11/5 • barnesandnoble.com
 


Art Attack

A fine piece of visual art is like a window into a place you never knew existed but which, once you visit, waits for you with equal parts familiarity and rediscovery—reflecting back at you the associations and unspoken thoughts that it provokes as the years pass and you become a different version of yourself. Walking through the open studios at Northrup King during Art Attack, autumn’s sister to the warm-weather free-for-all of Art-A-Whirl, is my favorite kind of stroll: through the universes crafted by some 200-plus artists working in every visual medium, seeing things that can’t be unseen, discovering what turns me on enough to bring it home. You can indeed overspend on art, but it’s not the kind of indulgence you regret in the long run.

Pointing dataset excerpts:
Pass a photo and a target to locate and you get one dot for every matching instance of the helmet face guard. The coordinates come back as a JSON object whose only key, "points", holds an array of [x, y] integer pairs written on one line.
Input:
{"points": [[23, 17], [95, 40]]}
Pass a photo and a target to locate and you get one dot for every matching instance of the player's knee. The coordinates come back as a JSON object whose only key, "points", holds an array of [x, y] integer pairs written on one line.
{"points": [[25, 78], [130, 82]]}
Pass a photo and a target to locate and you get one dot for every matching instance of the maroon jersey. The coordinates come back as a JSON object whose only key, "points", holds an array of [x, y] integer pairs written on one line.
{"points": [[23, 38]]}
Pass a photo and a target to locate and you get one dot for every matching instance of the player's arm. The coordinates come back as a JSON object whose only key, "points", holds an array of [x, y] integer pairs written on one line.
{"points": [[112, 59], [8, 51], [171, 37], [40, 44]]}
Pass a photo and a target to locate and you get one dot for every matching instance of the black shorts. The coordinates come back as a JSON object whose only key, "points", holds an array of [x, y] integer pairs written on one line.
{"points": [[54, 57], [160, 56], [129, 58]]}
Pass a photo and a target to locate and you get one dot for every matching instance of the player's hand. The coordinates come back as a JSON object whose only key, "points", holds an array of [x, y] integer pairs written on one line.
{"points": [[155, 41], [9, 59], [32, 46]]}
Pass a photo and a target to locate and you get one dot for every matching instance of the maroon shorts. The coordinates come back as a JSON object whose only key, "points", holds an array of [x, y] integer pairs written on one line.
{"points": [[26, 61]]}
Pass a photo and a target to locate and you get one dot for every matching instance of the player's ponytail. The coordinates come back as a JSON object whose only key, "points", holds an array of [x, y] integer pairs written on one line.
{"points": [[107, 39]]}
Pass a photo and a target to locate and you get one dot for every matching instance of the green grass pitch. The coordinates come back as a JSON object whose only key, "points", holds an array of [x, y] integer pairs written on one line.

**TASK INSTRUCTIONS**
1 - Copy out the Art Attack passage from "A fine piece" up to and including "the long run.".
2 - Render this sentence from the Art Attack passage in Spanish: "You can indeed overspend on art, but it’s not the kind of indulgence you regret in the long run."

**ANSWERS BELOW**
1 -
A fine piece of visual art is like a window into a place you never knew existed but which, once you visit, waits for you with equal parts familiarity and rediscovery—reflecting back at you the associations and unspoken thoughts that it provokes as the years pass and you become a different version of yourself. Walking through the open studios at Northrup King during Art Attack, autumn’s sister to the warm-weather free-for-all of Art-A-Whirl, is my favorite kind of stroll: through the universes crafted by some 200-plus artists working in every visual medium, seeing things that can’t be unseen, discovering what turns me on enough to bring it home. You can indeed overspend on art, but it’s not the kind of indulgence you regret in the long run.

2 - De hecho, uno puede gastar de más en arte, pero no es el tipo de capricho del que uno se arrepiente a la larga.